**Stated exercise**
Leave the pictures aside and write out exactly every line from the one containing "Task: pick out" through the last line.

**Coordinate annotation records**
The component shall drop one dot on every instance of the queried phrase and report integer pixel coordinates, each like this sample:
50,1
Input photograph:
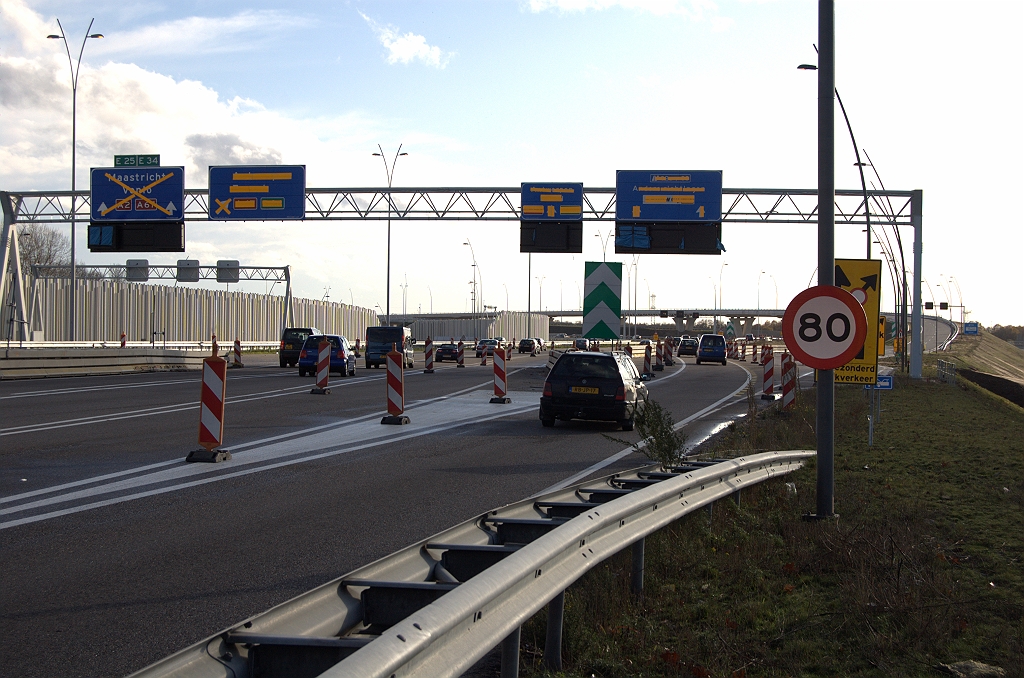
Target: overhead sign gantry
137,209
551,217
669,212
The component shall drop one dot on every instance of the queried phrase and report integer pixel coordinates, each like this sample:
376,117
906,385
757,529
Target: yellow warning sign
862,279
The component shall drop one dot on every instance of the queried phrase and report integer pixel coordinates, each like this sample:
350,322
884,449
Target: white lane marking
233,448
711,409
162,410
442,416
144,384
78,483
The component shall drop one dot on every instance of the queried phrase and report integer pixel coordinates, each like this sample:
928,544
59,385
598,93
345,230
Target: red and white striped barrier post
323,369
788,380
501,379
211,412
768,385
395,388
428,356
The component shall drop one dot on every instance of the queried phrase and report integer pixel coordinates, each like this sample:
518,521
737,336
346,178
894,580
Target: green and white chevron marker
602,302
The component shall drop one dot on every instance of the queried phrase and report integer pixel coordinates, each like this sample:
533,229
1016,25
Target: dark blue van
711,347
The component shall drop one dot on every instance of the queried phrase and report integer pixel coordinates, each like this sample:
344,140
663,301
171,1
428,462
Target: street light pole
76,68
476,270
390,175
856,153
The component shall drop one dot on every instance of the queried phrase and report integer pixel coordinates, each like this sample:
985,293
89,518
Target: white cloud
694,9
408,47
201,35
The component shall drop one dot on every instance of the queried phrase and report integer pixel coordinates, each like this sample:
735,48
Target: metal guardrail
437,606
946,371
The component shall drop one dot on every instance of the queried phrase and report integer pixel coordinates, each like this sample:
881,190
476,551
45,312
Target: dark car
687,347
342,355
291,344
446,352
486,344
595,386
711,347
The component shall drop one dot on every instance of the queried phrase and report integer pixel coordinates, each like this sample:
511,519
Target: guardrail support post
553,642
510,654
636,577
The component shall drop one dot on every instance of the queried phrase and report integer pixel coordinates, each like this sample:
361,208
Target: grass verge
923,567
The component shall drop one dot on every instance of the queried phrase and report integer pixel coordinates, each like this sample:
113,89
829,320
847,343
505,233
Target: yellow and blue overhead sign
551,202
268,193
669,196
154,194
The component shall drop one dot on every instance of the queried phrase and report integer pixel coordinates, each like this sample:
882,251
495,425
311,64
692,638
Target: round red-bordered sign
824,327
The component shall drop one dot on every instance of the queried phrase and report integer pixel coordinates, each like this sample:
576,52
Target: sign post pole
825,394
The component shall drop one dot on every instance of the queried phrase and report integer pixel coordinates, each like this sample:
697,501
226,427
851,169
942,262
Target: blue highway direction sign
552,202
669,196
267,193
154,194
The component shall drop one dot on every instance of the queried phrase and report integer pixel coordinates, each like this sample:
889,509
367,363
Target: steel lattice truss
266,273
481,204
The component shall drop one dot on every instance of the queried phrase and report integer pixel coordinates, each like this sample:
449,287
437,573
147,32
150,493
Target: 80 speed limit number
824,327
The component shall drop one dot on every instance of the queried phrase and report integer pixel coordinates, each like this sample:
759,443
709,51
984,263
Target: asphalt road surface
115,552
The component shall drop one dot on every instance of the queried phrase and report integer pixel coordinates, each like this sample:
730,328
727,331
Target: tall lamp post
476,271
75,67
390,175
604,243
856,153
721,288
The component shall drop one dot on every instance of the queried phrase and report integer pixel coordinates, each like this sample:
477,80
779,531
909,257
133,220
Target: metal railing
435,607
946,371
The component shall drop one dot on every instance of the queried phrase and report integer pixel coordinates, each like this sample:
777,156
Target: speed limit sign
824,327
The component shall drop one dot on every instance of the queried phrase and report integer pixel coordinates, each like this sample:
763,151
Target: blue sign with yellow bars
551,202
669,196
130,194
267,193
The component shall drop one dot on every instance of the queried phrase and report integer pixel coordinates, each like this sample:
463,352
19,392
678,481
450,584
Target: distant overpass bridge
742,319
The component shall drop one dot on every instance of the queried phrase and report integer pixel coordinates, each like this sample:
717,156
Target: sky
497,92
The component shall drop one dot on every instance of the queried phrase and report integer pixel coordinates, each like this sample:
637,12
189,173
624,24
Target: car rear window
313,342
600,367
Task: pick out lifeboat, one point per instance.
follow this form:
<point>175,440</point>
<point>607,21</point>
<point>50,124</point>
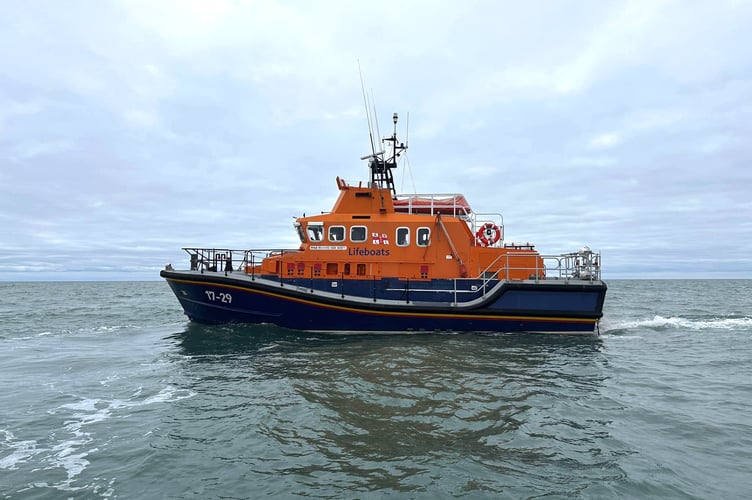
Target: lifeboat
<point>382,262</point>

**Answer to the task**
Task: pick out lifeboat, one point per instance.
follow this form:
<point>175,440</point>
<point>607,21</point>
<point>50,124</point>
Target: lifeboat
<point>382,262</point>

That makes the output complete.